* _WHAT THIS EXERCISE ASKS_
[A] Using the text on setting the CUDA target architecture, decide whether each statement agrees with it, answering yes or no and quoting the deciding words: (i) when autodetection finds more than one GPU architecture, CMake builds for every one found; (ii) the environment variable CMake falls back on is written in lowercase; (iii) several CUDA architectures can be set by hand as a comma-separated list.
[B] Set down the part of the text on setting the CUDA target architecture starting with "For example, on" and going on through "all of them.".
--- begin TEXT EXTRACT ---
The target architecture to build for can be specified via the configuration option
``-DAMReX_CUDA_ARCH=<target-architecture>``, where ``<target-architecture>`` can be either
the name of the NVIDIA GPU generation, i.e. ``Turing``, ``Volta``, ``Ampere``, ``...`` , or its
`compute capability <https://developer.nvidia.com/cuda-gpus>`_, i.e. ``10.0``, ``9.0``,  ``...`` .
For example, on Cori GPUs you can specify the architecture as follows:

.. highlight:: console

::

   cmake [options] -DAMReX_GPU_BACKEND=CUDA -DAMReX_CUDA_ARCH=Volta /path/to/amrex/source


If no architecture is specified, CMake will default to the architecture defined in the
*environment variable* ``AMREX_CUDA_ARCH`` (note: all caps).
If the latter is not defined, CMake will try to determine which GPU architecture is supported by the system.
If more than one is found, CMake will build for all of them.
If autodetection fails, a list of "common" architectures is assumed.
`Multiple CUDA architectures <https://cmake.org/cmake/help/latest/module/FindCUDA.html#commands>`__ can also be set manually as semicolon-separated list, e.g. ``-DAMReX_CUDA_ARCH=7.0;8.0``.
--- end TEXT EXTRACT ---
--- begin RECORDS PROVIDED ---
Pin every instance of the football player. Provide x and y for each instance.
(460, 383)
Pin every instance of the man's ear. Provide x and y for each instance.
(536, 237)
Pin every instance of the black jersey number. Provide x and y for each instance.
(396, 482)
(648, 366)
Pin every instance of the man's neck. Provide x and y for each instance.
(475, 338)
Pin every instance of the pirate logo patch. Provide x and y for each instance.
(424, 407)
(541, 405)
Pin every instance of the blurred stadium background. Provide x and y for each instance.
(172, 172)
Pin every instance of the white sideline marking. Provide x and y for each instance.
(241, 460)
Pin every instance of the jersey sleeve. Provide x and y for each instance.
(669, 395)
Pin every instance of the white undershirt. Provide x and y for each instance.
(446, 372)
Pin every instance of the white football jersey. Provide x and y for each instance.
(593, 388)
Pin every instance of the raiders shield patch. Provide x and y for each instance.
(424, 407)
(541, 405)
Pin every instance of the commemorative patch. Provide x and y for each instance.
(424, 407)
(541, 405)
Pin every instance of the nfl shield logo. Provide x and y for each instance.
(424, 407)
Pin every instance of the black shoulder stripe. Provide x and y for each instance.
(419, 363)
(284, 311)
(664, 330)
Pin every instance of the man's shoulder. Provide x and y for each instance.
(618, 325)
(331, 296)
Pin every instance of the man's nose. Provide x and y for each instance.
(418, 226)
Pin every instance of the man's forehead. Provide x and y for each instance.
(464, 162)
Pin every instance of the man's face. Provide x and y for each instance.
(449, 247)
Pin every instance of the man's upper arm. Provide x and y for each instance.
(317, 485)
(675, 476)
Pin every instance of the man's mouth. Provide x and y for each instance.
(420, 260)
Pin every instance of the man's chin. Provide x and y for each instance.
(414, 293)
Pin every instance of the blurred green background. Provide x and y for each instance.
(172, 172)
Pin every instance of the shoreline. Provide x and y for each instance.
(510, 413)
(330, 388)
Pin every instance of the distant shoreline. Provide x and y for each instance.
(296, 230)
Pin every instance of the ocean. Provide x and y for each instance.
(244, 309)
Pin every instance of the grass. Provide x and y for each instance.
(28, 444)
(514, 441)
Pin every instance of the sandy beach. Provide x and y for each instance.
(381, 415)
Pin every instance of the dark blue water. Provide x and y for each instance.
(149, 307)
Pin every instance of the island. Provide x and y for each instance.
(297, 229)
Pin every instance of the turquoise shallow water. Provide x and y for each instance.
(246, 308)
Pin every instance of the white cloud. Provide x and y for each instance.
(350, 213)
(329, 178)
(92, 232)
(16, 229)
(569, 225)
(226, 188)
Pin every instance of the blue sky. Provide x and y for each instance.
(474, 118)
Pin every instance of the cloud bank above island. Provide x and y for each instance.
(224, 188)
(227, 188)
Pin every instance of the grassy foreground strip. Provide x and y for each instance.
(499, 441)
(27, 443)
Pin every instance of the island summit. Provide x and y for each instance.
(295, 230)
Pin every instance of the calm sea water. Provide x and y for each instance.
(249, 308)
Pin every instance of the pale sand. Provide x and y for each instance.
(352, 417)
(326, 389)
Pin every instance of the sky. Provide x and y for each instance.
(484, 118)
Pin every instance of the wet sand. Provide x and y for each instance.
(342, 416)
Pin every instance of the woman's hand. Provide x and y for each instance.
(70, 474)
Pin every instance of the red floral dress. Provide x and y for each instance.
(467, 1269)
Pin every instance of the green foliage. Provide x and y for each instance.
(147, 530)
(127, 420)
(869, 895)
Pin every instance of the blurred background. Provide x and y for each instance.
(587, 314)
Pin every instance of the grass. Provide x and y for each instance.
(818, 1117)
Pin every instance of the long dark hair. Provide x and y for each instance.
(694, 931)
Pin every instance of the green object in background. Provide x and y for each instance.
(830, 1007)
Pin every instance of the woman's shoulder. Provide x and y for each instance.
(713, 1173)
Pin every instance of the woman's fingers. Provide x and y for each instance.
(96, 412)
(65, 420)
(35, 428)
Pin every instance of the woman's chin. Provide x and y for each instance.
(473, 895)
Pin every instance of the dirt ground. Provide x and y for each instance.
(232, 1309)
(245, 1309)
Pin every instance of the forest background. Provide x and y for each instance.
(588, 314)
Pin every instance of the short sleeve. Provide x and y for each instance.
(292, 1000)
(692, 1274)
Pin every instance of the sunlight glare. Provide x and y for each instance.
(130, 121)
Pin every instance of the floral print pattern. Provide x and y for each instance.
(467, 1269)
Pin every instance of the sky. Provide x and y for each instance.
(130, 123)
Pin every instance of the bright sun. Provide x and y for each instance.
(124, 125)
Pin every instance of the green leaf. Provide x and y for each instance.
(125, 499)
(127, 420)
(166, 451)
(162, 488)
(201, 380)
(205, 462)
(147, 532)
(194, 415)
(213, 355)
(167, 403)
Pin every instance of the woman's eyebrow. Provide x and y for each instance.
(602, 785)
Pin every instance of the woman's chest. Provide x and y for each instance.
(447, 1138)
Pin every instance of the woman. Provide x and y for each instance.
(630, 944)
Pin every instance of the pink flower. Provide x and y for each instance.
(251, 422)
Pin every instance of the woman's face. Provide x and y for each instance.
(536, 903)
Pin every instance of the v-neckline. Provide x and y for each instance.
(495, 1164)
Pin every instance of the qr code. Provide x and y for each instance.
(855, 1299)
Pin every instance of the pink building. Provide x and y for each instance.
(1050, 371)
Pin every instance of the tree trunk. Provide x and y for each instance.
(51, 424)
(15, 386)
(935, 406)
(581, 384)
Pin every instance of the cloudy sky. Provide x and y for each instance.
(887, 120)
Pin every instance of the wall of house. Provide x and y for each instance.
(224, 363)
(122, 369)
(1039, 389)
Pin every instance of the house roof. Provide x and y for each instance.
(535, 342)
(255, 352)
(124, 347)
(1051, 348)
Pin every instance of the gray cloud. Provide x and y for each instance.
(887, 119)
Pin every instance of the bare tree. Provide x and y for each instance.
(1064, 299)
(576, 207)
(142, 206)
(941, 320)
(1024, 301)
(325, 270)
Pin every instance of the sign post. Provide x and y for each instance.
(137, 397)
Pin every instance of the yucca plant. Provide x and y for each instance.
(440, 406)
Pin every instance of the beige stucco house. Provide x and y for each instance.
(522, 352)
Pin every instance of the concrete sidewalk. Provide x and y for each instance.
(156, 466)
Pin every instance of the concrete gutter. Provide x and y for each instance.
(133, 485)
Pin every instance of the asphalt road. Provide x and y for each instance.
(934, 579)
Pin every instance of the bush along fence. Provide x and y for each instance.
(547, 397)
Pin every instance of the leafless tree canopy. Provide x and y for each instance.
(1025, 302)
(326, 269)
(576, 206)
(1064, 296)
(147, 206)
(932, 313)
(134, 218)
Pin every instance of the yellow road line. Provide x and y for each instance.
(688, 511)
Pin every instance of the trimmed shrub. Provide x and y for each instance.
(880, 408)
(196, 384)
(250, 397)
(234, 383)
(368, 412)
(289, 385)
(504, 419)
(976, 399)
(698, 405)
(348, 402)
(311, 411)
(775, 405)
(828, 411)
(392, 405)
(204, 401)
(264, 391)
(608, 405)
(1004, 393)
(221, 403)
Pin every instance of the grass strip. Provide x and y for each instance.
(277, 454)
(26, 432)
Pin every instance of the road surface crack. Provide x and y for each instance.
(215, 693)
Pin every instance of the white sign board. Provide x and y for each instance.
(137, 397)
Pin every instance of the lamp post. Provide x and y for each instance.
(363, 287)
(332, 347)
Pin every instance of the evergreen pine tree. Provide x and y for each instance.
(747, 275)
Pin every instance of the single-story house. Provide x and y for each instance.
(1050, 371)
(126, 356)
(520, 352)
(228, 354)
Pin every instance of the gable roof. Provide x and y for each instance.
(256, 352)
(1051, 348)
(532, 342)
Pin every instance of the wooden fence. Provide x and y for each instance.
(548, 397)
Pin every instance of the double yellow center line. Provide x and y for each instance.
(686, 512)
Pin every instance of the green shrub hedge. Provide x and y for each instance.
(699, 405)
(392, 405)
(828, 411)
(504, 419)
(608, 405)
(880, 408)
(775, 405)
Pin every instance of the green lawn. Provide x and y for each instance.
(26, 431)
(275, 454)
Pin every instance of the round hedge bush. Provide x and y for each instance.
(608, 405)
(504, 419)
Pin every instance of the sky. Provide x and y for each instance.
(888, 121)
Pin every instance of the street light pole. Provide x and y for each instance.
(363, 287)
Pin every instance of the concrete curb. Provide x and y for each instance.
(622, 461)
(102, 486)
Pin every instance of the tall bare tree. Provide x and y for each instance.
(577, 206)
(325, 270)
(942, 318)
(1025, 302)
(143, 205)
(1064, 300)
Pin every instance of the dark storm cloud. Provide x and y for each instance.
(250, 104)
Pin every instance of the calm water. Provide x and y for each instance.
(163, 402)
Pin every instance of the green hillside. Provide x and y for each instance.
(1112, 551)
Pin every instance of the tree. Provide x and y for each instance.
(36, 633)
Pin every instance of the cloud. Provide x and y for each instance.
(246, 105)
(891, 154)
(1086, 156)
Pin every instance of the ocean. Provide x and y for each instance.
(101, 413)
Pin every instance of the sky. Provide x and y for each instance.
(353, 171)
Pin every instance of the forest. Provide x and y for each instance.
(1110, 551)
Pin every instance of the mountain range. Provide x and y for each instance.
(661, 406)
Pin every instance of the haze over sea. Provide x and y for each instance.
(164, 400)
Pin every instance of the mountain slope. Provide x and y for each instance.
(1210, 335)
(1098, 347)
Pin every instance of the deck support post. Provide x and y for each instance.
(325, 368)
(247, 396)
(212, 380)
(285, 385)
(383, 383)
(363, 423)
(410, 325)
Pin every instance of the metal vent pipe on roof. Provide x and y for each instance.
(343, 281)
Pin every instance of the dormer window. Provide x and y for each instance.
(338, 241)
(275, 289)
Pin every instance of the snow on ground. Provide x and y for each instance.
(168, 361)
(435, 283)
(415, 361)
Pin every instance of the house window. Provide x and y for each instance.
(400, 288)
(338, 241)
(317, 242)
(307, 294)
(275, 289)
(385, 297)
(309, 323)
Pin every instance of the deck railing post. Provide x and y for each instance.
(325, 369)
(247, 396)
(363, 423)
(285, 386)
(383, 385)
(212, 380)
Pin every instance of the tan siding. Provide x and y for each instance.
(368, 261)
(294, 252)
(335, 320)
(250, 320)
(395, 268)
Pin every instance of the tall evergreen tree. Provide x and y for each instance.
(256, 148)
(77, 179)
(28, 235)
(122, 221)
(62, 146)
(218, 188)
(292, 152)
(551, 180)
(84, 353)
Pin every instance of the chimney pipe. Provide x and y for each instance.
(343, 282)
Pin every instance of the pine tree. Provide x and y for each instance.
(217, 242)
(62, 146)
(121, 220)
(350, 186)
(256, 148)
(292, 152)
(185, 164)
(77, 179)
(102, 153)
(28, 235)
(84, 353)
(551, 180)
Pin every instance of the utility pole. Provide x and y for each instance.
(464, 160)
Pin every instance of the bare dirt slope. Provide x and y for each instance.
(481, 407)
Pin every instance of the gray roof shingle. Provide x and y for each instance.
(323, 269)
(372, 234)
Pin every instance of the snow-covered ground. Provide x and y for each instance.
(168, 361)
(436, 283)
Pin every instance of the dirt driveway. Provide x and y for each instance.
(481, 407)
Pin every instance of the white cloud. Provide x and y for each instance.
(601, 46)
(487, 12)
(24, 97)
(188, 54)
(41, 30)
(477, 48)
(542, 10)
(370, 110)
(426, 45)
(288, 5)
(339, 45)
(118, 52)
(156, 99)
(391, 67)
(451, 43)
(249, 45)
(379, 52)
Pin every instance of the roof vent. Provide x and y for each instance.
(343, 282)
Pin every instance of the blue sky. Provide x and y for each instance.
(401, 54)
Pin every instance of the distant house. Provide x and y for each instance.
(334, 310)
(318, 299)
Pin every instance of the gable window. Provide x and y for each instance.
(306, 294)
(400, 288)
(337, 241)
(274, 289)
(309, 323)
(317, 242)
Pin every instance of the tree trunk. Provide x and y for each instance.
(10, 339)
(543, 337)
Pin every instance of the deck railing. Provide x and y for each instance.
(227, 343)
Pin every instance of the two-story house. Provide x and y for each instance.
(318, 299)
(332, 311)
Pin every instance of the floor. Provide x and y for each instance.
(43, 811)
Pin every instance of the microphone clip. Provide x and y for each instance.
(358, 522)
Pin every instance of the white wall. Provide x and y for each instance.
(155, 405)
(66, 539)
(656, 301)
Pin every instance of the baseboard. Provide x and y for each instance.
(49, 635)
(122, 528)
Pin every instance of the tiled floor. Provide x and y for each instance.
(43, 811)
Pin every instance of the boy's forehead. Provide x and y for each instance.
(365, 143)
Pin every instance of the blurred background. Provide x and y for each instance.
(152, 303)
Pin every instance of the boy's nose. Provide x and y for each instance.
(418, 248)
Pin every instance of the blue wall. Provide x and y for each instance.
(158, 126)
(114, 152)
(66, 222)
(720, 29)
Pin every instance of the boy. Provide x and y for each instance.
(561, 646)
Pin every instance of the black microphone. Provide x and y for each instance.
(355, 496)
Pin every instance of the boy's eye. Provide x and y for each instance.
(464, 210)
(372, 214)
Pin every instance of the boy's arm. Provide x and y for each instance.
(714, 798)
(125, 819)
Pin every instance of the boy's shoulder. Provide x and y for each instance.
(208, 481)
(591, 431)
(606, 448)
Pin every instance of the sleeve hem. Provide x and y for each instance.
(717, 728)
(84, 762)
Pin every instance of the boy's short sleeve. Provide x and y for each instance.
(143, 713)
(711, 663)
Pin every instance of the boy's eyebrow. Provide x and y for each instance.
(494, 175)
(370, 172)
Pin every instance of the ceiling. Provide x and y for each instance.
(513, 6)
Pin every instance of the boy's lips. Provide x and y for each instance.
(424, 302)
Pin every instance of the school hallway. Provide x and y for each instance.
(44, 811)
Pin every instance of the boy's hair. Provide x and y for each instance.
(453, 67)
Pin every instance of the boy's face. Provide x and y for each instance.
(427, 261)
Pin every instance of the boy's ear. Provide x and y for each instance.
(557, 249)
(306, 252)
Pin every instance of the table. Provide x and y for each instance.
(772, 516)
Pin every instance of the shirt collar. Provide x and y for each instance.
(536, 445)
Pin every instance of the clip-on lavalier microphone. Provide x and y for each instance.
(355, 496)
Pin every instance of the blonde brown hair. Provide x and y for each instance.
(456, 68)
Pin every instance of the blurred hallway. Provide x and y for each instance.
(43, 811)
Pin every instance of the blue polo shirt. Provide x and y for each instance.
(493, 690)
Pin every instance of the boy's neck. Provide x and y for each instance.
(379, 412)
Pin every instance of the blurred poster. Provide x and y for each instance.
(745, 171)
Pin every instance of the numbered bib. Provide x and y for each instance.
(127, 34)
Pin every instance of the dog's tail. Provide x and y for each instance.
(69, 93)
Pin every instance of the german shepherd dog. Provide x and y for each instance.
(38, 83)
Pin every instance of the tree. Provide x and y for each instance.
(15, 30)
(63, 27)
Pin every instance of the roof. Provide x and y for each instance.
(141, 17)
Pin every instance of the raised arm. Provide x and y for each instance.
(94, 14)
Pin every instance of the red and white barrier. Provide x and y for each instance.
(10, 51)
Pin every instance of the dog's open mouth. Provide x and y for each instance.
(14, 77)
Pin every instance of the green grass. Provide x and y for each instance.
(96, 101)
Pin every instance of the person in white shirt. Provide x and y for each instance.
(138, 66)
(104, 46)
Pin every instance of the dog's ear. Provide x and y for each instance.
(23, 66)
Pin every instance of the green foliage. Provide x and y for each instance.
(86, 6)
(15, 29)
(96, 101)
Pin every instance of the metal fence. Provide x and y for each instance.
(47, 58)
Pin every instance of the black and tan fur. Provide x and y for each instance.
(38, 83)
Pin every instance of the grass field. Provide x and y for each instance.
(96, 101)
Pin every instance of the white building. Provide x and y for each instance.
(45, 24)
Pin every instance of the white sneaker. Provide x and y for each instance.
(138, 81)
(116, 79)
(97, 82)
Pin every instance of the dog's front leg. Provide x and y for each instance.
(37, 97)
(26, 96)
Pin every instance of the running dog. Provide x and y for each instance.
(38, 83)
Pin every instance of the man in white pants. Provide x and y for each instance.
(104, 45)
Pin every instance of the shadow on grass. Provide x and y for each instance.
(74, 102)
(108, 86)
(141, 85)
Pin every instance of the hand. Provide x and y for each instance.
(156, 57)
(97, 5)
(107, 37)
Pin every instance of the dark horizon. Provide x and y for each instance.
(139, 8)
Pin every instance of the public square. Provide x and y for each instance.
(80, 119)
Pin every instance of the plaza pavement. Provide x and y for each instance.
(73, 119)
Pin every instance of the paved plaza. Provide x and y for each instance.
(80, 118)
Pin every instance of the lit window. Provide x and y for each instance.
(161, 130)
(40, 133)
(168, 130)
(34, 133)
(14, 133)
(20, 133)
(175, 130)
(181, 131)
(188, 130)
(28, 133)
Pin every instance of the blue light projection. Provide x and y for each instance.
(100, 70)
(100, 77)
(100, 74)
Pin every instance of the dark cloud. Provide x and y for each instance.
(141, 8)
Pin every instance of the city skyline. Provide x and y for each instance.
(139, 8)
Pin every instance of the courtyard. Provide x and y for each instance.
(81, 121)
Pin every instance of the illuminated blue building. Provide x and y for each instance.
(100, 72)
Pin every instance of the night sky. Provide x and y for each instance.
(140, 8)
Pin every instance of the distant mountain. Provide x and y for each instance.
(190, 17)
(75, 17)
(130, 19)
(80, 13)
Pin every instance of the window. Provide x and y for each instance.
--- end RECORDS PROVIDED ---
* _RESPONSES BY TASK_
[A]
(i) Yes: "If more than one is found, CMake will build for all of them."
(ii) No: "*environment variable* ``AMREX_CUDA_ARCH`` (note: all caps)."
(iii) No: "can also be set manually as semicolon-separated list"

[B]
For example, on Cori GPUs you can specify the architecture as follows:

.. highlight:: console

::

   cmake [options] -DAMReX_GPU_BACKEND=CUDA -DAMReX_CUDA_ARCH=Volta /path/to/amrex/source


If no architecture is specified, CMake will default to the architecture defined in the
*environment variable* ``AMREX_CUDA_ARCH`` (note: all caps).
If the latter is not defined, CMake will try to determine which GPU architecture is supported by the system.
If more than one is found, CMake will build for all of them.